Public Law Newsletter: June 2024
newsletter
28/06/2024
Welcome
Public Law Newsletter June 2024; with case updates within the Court of Protection and other Public Law matters.
Edited by Holly Littlewood and Aaqib Javed. Written by Lauren Gardner and Eleanor Suthern.
Contributors
News
Case Update: MA v Gateshead Council & Ors [2024] EWCOP 34
In the Court of Protection before DJ Simpson
s21A of the Mental Capacity Act 2005
Adrian Francis appeared on behalf of the Official Solicitor and submitted on behalf of MA, that MA’s wishes and feelings should be the factor of “magnetic importance”, with reference to Mr Justice Munby’s observations in ITW v Z & Ors [2009] EWHC 2525 (Fam).
Cases
A (Covert Medication: Residence), Re [2024] EWCOP 19
facts:
A is a 25-year-old woman with mild learning difficulties, Asperger’s syndrome/autism spectrum disorder, and epilepsy. She has been under Court of Protection proceedings for five years, and is currently residing in a care home. Her mother, B, seeks a declaration that it is in A’s best interests to return home to her care, which is opposed by the Local Authority, the NHS Trust responsible for A’s care, and the Official Solicitor acting for A.
It had previously been determined that A lacks capacity to conduct litigation and make decisions about residence, care, contact with others and medical treatment and this was not in dispute.
The background to this case was lengthy but can be summarised as follows. In April 2019, HHJ Moir determined that relocating A from her mother’s home to a specialist care facility was in her best interests. Subsequently, in June 2020, HHJ Moir ruled to suspend all contact between A and her mother, B. Then, in September 2020, HHJ Moir decided that covert hormone treatment was necessary for A’s well-being, a decision made in closed proceedings unbeknownst to B and her representatives. Two years later, in September 2022, Poole J ordered that B be informed of the covert medication and the closed proceedings, advocating for the reintroduction of contact between A and B. Throughout this period, contact between A and B progressed from telephone to video to face-to-face interactions. With the consent of all parties, including B, covert medication has continued, and A remains at her current placement, receiving specialist medical care, including covertly administered hormone replacement treatment (HRT).

Point localization data:
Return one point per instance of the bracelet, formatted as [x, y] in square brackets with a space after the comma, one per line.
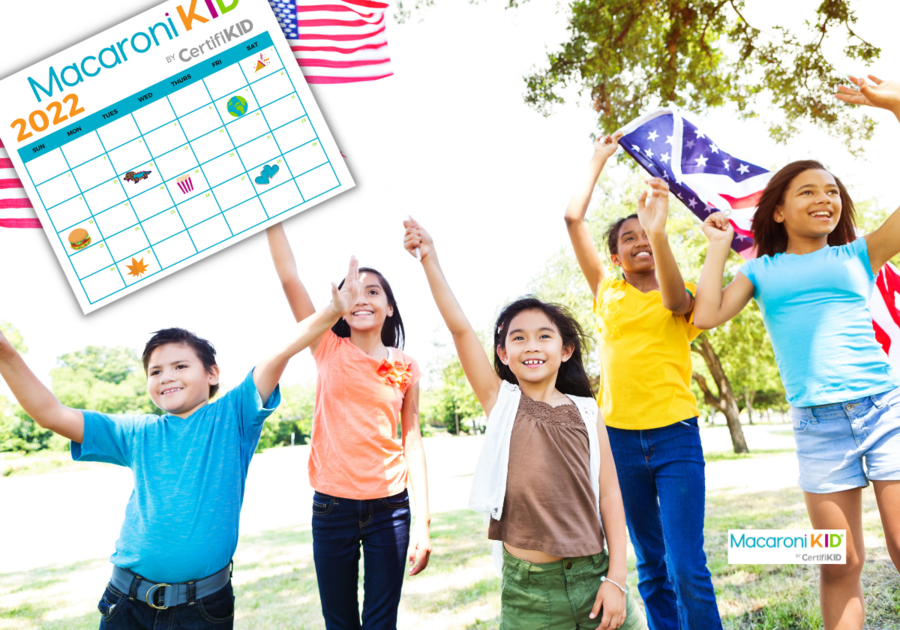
[606, 579]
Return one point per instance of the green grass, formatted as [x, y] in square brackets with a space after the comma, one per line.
[275, 580]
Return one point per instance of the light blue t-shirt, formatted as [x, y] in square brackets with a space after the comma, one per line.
[181, 522]
[816, 310]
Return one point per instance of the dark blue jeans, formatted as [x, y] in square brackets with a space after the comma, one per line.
[381, 526]
[661, 474]
[118, 612]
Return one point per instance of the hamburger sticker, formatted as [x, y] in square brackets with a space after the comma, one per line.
[79, 239]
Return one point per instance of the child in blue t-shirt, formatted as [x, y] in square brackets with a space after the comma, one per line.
[172, 561]
[812, 281]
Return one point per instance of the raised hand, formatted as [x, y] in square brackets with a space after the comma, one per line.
[718, 228]
[605, 146]
[416, 236]
[653, 209]
[347, 296]
[884, 94]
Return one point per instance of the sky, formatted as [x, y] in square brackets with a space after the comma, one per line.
[447, 139]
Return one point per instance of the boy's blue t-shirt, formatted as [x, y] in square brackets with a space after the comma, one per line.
[816, 310]
[181, 522]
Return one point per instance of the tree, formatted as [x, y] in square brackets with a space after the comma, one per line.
[293, 416]
[630, 55]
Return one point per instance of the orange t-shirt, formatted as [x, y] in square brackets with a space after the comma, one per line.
[355, 453]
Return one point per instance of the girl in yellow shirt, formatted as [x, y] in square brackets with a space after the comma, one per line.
[645, 398]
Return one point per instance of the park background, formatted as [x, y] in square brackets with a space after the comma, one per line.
[451, 140]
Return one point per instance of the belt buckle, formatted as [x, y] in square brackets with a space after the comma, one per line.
[150, 590]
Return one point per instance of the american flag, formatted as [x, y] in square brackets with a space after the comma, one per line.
[16, 210]
[336, 41]
[708, 179]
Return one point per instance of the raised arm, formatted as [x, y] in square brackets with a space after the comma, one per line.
[484, 381]
[34, 397]
[268, 371]
[286, 268]
[715, 305]
[883, 243]
[653, 211]
[588, 259]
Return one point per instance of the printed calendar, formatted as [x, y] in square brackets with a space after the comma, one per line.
[166, 139]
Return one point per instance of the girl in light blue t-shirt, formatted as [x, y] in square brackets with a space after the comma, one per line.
[812, 282]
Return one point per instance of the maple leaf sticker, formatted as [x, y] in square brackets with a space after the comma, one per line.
[137, 268]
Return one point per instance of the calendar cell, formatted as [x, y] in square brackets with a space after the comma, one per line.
[105, 196]
[47, 166]
[154, 116]
[176, 162]
[117, 133]
[129, 155]
[223, 168]
[91, 260]
[69, 213]
[225, 81]
[258, 152]
[85, 148]
[174, 250]
[152, 202]
[281, 199]
[212, 145]
[94, 173]
[163, 225]
[234, 192]
[272, 88]
[200, 122]
[58, 190]
[116, 219]
[188, 99]
[127, 242]
[317, 182]
[102, 284]
[210, 233]
[306, 158]
[141, 265]
[165, 139]
[283, 111]
[292, 135]
[198, 209]
[246, 215]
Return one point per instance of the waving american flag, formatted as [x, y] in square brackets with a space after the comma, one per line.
[16, 210]
[336, 41]
[707, 179]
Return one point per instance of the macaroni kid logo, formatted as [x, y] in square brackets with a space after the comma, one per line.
[787, 546]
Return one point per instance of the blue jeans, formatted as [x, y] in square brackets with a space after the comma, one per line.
[661, 474]
[339, 527]
[119, 612]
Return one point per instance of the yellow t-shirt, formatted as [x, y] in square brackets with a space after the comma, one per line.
[645, 358]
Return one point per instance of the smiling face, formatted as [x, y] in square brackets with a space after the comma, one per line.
[811, 207]
[177, 380]
[372, 308]
[534, 348]
[634, 253]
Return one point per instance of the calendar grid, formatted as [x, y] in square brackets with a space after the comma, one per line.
[272, 128]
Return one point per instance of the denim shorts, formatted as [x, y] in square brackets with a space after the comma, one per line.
[844, 445]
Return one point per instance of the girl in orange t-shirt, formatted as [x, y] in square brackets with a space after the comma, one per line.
[366, 384]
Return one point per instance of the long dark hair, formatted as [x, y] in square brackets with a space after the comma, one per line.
[571, 378]
[393, 334]
[770, 236]
[612, 233]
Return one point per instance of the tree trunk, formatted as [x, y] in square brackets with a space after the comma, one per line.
[748, 400]
[725, 401]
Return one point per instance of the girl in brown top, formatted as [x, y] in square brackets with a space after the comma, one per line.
[556, 574]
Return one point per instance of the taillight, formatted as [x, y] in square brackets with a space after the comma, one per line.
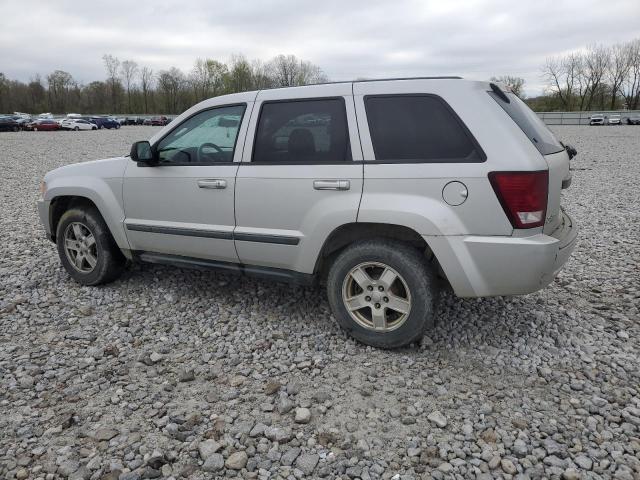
[523, 196]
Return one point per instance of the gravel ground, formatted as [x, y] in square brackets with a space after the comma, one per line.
[176, 373]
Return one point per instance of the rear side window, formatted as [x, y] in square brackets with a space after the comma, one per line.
[418, 128]
[302, 131]
[529, 123]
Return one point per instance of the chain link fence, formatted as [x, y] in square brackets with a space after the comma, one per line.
[582, 118]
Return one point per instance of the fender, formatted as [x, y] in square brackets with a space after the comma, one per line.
[100, 182]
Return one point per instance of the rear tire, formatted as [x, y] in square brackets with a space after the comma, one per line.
[396, 276]
[86, 248]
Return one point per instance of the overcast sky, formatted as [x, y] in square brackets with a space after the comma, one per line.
[347, 39]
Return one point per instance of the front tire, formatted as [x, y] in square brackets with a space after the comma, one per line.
[86, 248]
[383, 293]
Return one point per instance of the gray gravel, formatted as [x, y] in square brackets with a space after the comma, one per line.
[188, 374]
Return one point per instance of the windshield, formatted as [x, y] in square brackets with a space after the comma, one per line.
[529, 123]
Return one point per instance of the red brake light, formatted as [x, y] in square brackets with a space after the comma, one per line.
[523, 196]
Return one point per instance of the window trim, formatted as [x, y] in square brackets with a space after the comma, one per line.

* _Action item 1_: According to the public law newsletter, why did HHJ Moir decide in September 2020 that A should receive covert hormone treatment? Answer in one to three sentences.
* _Action item 2_:
Answer these questions from the public law newsletter:
(a) Who edited the newsletter?
(b) Before which judge was MA v Gateshead Council & Ors heard?
(c) For how long has A been under Court of Protection proceedings?
* _Action item 3_: Carry on the public law newsletter from its final sentence.

* _Answer section 1_: HHJ Moir decided that covert hormone treatment was necessary for A's well-being. The decision was made in closed proceedings, without B or her representatives knowing.

* _Answer section 2_:
(a) Holly Littlewood and Aaqib Javed.
(b) DJ Simpson.
(c) Five years.

* _Answer section 3_:
Despite attempts to educate A about the benefits of hormone treatment, she refuses to cooperate. B, now collaborating with the covert medication, seeks A’s return home, believing she could persuade A to accept treatment. However, the Local Authority opposes this, suggesting supported independent living as an alternative. They also argue that the re-introduction of contact between A and B has negatively affected A’s behaviour and mood.
The court faced the challenge of determining the best course of action for A’s residence and medical treatment, considering the complex interplay of A’s condition, familial influence, and her best interests. At the heart of this decision lay the question of whether it was still in A’s best interests to persist in residing in the care placement where she receives covert medication, and remain separated from her mother, B. Alternatively, the decision also considered the option of returning A to her mother’s care, bearing in mind the ramifications this would have for her ongoing medical treatment.
law:
The Mental Capacity Act 2005 (MCA 2005) outlines key principles regarding decision-making for individuals lacking capacity. Section 1(5) and (6) emphasize that actions taken on behalf of such individuals must be in their best interests and should be the least restrictive option. Section 4 of the MCA 2005 further elaborates on determining best interests, highlighting the importance of considering the individual’s past and present wishes, beliefs, and values, as well as involving relevant parties in the decision-making process.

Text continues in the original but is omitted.